#### [Problem description]
Rewrite the lines below, putting "clear sky" in place of every "blue sky" and leaving everything else as it is.

#### [Data supplied]
★ ★ ★ ★ ★ ★ ★
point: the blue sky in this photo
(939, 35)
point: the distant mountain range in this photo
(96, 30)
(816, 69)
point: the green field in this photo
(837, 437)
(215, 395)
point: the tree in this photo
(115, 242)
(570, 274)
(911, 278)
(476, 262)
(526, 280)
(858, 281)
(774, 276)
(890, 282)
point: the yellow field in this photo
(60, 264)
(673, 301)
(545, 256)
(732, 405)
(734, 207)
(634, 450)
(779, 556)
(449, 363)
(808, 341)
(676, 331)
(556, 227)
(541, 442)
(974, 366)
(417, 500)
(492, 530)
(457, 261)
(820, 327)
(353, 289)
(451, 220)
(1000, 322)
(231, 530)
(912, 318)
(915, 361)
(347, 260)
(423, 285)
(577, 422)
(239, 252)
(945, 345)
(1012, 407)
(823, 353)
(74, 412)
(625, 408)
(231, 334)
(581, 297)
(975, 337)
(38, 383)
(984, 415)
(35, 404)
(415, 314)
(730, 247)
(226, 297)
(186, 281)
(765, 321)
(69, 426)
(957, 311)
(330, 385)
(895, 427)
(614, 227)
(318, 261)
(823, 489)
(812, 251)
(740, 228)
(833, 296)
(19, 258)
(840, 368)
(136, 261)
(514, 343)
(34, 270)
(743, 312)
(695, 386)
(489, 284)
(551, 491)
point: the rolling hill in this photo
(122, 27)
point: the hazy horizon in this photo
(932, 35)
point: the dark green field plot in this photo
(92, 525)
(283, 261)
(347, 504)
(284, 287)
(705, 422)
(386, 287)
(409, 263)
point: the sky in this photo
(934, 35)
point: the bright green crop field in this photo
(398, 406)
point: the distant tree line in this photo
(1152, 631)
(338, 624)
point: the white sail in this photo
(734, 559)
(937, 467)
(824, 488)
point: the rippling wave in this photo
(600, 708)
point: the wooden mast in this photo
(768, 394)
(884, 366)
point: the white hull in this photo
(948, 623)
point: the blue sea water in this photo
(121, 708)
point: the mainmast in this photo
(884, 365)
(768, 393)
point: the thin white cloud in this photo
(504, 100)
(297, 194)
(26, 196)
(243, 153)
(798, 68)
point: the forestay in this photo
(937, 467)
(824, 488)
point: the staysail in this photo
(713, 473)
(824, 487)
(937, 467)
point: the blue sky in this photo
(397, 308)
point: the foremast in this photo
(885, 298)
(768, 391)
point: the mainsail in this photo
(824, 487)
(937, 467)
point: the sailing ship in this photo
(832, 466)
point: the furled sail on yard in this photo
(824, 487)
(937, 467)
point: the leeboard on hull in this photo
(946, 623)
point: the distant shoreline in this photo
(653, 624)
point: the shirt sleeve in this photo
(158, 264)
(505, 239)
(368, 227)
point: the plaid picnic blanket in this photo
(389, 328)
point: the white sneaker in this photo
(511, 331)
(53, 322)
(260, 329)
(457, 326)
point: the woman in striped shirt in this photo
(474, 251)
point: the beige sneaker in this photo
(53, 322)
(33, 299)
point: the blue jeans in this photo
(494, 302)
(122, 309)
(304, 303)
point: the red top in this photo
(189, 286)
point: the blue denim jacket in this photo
★ ★ ★ ★ ★ ★ ★
#### [Result below]
point: the clear sky in this photo
(939, 35)
point: the distant mountain range in this photo
(96, 30)
(816, 69)
point: the green field in this photo
(837, 437)
(215, 395)
point: the tree in this photo
(115, 242)
(570, 274)
(911, 278)
(476, 262)
(526, 280)
(858, 281)
(774, 276)
(890, 282)
point: the yellow field in this photo
(60, 264)
(673, 301)
(545, 256)
(732, 405)
(734, 207)
(634, 450)
(779, 556)
(449, 363)
(808, 341)
(676, 331)
(556, 227)
(541, 442)
(974, 366)
(417, 500)
(492, 530)
(457, 261)
(820, 327)
(353, 289)
(451, 220)
(1000, 322)
(231, 530)
(912, 318)
(915, 361)
(347, 260)
(423, 285)
(577, 422)
(239, 252)
(945, 345)
(1012, 407)
(823, 353)
(74, 412)
(625, 408)
(231, 334)
(581, 297)
(975, 337)
(38, 383)
(984, 415)
(35, 404)
(415, 314)
(730, 247)
(226, 297)
(186, 281)
(765, 321)
(69, 426)
(957, 311)
(330, 385)
(895, 427)
(614, 227)
(318, 261)
(823, 489)
(812, 251)
(740, 228)
(833, 296)
(19, 258)
(840, 368)
(136, 261)
(514, 343)
(34, 270)
(743, 312)
(695, 386)
(489, 284)
(551, 491)
point: the rolling hill in this photo
(122, 27)
point: the hazy horizon in this photo
(932, 35)
point: the dark green field plot in this photo
(92, 525)
(283, 261)
(347, 504)
(284, 287)
(705, 422)
(386, 287)
(409, 263)
point: the sky in this photo
(934, 35)
point: the bright green crop field in this photo
(398, 406)
point: the distant tree line in this photo
(1152, 631)
(338, 624)
point: the white sail in this photo
(734, 559)
(937, 467)
(824, 488)
point: the rippling wave in this photo
(600, 708)
point: the wooden mast in this photo
(768, 394)
(884, 366)
point: the white hull in this photo
(948, 623)
point: the blue sea water in this photo
(121, 708)
point: the mainmast in this photo
(884, 365)
(768, 393)
point: the thin white cloud in this photo
(504, 100)
(297, 194)
(26, 196)
(243, 153)
(798, 68)
point: the forestay in this photo
(937, 467)
(824, 488)
point: the staysail in this photo
(713, 473)
(824, 487)
(937, 467)
point: the clear sky in this photo
(397, 308)
point: the foremast in this photo
(885, 298)
(768, 391)
point: the mainsail in this photo
(824, 487)
(937, 467)
point: the sailing ship in this photo
(832, 466)
point: the furled sail on yard in this photo
(824, 487)
(937, 467)
point: the leeboard on hull in this photo
(946, 623)
point: the distant shoreline in this photo
(653, 624)
point: the shirt sleeve in this photo
(158, 264)
(505, 239)
(368, 227)
point: the plaid picnic blanket in this photo
(389, 328)
point: the white sneaker in this photo
(511, 331)
(53, 322)
(260, 329)
(457, 326)
point: the woman in striped shirt in this photo
(474, 251)
point: the beige sneaker in this photo
(53, 322)
(33, 299)
point: the blue jeans in this photo
(494, 302)
(122, 309)
(304, 303)
point: the red top in this photo
(189, 286)
point: the blue denim jacket in this photo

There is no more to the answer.